* _Problem details_
Copy the section of the law school article below, starting at "A geology major" and ending at "opportunity and salary.".

* _Source text_
%%

A geology major at Lafayette, McKenna went on to Rutgers where he earned his master's degree in environmental sciences with an emphasis on pollution remediation and prevention.

At first he was intimidated by the prospects of the LSAT, the bar exams and the paper chase for which law school is known. However, once McKenna started looking for jobs in environmental sciences, he discovered that there was an advantage to having a law degree, in terms of both opportunity and salary.

McKenna credits his friends and Professor William Goldfarb of Cook College, who taught the environmental law course he took in graduate school, with being extremely influential in convincing him to pursue a law degree.

After Rutgers, McKenna hopes to land a position with the state practicing environmental law. In his leisure time, he will continue to work out in the gym nine hours a week and go horseback riding, a pastime he has enjoyed since boyhood.

The experience with Asta has convinced McKenna of the usefulness of a guide dog in his future endeavors. The 55-pound canine steers him away from fallen trees and ditches and keeps him out of harm's way when crossing the street. "I haven't had one hospital visit since I've gotten her," McKenna says.

- Douglas Frank

Earning a law degree - via the Mideast
School of Law-Camden

If you think law school exams are challenging, try taking them in a military tent a half-mile from a U.S. Air Force runway during the war in Afghanistan, like Mark Maldonado did.

While earning his juris doctor degree from the School of Law-Camden, the U.S. Air Force major was deployed to Oman in the Persian Gulf to support the air war in Afghanistan during Operation Enduring Freedom. Later, he was posted to Iraq for the second gulf war. An aircraft commander with the 108th Air Refueling Wing at McGuire Air Force Base, Maldonado flew a KC-135E Stratotanker, an aircraft nearly half the length of a football field.

Mark Maldonado Mark Maldonado, center, with members of the 108th Air Refueling Wing at McGuire Air Force Base

Photo courtesy of Mark Maldonado

The 34-year-old pilot juggled duty to his nation with his law school studies, taking most exams before or after his deployment. The one exam he had to take while on active duty was 36 pages long. "There were eight of us in a tent," Maldonado says of his stint in Oman. "It was tough to sleep with the noise from the bombers and refueling aircraft taking off. We were flying around the clock." Maldonado flew 45 combat and combat-support sorties, earning four air medals.

Maldonado's experience at the Camden law school was equally intense. After the Sept. 11 terrorist attacks, he was assigned to fly combat air-patrol missions between Washington, D.C., and New York. The all-night sorties took their toll on the commuter student. "I lived in Burlington Township, so the drive to campus wasn't long by car," he says. "It just got long when I took an airplane ride in between."

%%

(Stored items)
%%

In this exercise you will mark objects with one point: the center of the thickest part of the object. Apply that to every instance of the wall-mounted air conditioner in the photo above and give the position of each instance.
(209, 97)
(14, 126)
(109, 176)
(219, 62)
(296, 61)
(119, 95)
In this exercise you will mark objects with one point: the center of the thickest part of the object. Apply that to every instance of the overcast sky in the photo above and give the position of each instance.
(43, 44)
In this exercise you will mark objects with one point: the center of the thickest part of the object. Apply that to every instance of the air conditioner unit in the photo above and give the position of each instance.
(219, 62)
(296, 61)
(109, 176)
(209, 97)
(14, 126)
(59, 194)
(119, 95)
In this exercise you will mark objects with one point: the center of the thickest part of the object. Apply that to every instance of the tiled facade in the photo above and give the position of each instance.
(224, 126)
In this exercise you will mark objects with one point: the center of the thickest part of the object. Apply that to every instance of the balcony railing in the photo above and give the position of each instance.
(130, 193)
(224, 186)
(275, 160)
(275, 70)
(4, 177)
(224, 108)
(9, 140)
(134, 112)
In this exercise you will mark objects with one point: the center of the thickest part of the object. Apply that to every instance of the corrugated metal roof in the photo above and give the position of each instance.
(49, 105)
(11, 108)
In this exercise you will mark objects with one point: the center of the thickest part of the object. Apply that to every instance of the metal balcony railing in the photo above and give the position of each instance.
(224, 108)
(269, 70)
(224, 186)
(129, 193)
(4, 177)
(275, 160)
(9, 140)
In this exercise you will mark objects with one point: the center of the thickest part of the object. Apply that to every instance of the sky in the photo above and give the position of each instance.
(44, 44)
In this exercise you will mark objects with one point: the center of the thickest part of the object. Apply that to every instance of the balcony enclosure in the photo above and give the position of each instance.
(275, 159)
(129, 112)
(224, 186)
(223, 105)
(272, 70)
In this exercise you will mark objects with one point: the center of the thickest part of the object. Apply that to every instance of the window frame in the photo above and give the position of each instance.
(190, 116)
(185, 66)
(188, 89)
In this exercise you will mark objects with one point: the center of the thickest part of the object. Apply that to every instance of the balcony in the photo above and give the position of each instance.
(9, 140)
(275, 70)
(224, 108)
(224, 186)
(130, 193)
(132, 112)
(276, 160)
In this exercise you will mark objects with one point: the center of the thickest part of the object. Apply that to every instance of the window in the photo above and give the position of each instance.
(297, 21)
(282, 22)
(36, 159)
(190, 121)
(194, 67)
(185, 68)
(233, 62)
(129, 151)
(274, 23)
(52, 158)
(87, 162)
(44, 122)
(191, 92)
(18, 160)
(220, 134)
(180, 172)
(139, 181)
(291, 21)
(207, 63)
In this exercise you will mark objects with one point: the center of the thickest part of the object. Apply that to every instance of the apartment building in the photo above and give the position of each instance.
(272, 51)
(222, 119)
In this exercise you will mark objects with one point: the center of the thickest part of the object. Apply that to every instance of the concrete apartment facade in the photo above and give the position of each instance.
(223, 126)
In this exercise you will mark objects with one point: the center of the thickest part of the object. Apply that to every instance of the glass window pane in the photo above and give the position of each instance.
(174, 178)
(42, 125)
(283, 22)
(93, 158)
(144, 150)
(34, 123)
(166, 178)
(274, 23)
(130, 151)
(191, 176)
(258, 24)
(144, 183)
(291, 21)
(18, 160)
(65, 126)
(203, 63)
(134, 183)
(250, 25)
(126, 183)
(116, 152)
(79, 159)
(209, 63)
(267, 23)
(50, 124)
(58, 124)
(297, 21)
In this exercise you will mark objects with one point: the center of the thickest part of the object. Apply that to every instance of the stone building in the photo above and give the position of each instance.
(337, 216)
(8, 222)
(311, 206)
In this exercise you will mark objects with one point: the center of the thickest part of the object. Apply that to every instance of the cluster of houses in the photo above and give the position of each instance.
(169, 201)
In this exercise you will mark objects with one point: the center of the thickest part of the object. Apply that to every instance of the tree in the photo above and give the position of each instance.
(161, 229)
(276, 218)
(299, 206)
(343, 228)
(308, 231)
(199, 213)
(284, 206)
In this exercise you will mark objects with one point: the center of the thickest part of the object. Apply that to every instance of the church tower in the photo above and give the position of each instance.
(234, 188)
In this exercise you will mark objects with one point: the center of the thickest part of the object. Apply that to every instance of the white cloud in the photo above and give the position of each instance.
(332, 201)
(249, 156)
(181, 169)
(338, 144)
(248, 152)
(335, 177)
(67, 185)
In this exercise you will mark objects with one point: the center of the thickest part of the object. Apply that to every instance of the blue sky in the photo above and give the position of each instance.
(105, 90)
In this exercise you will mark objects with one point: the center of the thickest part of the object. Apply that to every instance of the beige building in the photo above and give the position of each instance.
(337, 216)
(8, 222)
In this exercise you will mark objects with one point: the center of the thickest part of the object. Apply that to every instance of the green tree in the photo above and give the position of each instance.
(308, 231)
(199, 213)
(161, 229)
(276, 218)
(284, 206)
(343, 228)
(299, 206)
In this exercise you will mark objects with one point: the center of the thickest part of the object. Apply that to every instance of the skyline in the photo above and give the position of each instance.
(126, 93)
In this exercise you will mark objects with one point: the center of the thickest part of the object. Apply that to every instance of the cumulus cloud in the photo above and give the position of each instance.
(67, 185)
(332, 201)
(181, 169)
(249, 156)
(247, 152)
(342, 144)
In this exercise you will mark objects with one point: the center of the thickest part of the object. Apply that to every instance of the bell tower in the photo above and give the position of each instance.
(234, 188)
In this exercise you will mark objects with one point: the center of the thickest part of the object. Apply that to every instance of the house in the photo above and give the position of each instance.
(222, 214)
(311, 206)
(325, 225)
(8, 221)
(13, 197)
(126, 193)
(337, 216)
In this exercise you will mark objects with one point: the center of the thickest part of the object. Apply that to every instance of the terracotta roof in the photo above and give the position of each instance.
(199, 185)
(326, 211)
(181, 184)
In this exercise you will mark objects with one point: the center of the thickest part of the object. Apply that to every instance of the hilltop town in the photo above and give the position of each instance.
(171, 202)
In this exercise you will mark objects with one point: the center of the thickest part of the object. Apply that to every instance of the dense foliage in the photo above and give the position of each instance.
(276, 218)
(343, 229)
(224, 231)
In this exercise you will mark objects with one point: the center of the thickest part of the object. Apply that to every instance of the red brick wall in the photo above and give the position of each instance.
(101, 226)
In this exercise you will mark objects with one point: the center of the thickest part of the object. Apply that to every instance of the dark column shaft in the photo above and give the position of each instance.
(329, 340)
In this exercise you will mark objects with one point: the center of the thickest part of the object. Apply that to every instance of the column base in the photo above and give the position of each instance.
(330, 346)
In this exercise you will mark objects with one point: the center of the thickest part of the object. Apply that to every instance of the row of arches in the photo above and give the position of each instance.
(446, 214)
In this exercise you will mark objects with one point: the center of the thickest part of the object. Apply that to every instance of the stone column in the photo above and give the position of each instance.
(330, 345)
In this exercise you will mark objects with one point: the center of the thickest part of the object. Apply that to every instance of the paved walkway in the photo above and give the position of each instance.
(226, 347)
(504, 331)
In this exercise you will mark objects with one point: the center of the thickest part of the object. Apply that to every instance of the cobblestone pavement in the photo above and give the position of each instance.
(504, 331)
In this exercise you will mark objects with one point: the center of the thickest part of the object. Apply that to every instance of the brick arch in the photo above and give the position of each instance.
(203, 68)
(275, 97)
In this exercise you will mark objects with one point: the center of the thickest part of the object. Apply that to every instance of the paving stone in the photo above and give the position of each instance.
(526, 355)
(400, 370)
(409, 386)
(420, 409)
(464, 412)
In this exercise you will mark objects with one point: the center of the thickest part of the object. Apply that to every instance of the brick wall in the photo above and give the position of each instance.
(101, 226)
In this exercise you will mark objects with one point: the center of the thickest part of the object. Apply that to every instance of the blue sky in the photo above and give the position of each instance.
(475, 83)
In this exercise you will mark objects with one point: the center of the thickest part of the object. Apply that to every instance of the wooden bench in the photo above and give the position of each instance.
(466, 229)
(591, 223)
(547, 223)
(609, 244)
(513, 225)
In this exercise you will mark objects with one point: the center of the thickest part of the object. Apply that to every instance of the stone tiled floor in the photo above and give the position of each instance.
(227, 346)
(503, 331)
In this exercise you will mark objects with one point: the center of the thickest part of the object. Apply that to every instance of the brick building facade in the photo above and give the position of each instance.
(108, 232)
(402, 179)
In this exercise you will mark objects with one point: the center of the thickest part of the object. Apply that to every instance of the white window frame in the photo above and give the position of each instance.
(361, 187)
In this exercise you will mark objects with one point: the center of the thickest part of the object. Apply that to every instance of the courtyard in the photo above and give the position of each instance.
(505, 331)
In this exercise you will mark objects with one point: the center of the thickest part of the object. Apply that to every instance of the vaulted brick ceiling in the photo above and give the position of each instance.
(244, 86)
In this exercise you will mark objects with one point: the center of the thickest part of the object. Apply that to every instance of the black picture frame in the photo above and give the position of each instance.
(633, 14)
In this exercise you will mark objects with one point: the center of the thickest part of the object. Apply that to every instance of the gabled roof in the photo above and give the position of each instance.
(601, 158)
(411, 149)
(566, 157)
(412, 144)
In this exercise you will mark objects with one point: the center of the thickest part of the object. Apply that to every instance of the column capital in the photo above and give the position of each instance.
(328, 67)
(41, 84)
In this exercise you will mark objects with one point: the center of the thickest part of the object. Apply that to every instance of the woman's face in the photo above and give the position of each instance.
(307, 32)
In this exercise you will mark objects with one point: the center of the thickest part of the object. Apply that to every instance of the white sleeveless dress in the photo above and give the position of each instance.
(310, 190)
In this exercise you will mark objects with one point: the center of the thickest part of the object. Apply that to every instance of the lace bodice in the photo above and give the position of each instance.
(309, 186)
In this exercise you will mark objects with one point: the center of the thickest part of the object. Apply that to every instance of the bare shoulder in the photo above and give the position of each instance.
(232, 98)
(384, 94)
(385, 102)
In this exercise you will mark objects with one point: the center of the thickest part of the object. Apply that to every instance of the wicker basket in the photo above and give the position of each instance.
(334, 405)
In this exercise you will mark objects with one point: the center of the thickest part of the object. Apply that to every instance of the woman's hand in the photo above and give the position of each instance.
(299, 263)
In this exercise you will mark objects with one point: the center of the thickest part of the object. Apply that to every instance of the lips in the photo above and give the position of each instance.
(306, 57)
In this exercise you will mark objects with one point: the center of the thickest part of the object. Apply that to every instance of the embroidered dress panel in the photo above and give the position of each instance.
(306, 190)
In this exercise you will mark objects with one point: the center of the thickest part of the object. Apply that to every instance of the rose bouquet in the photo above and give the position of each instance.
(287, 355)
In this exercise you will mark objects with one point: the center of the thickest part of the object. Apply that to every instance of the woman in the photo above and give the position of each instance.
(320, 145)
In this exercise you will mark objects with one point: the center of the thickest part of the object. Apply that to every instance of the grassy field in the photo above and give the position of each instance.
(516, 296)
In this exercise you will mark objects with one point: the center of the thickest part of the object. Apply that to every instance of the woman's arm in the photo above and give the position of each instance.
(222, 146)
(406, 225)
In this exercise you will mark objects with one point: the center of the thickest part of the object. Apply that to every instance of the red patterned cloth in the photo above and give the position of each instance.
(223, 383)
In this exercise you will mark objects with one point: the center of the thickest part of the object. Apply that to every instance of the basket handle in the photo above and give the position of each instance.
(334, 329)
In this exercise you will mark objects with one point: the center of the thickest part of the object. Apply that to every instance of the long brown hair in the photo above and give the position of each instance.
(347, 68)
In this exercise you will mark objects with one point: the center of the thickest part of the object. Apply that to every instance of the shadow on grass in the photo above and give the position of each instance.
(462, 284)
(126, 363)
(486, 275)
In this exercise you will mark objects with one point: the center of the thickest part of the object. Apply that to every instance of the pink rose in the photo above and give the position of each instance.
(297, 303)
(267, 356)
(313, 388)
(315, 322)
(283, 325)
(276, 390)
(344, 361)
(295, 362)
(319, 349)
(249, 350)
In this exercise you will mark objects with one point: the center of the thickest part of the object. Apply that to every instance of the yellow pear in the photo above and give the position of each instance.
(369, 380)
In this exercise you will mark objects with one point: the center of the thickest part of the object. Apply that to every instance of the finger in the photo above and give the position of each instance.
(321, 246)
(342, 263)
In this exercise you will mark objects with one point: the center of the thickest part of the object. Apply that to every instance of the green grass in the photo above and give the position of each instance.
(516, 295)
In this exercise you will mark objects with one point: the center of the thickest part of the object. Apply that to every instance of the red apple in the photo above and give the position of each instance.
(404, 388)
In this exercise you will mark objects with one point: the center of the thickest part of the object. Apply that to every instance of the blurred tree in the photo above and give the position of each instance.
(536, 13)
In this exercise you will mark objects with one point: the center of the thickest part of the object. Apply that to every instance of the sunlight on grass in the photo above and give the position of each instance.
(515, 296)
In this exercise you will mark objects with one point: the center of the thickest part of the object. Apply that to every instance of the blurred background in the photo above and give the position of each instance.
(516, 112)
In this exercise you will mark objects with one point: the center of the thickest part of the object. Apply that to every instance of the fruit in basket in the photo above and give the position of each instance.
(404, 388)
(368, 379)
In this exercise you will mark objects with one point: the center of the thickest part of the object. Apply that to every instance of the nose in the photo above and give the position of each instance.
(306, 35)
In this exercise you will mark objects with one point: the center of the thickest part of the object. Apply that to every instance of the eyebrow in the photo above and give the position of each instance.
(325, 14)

%%

* _Reply_
A geology major at Lafayette, McKenna went on to Rutgers where he earned his master's degree in environmental sciences with an emphasis on pollution remediation and prevention.

At first he was intimidated by the prospects of the LSAT, the bar exams and the paper chase for which law school is known. However, once McKenna started looking for jobs in environmental sciences, he discovered that there was an advantage to having a law degree, in terms of both opportunity and salary.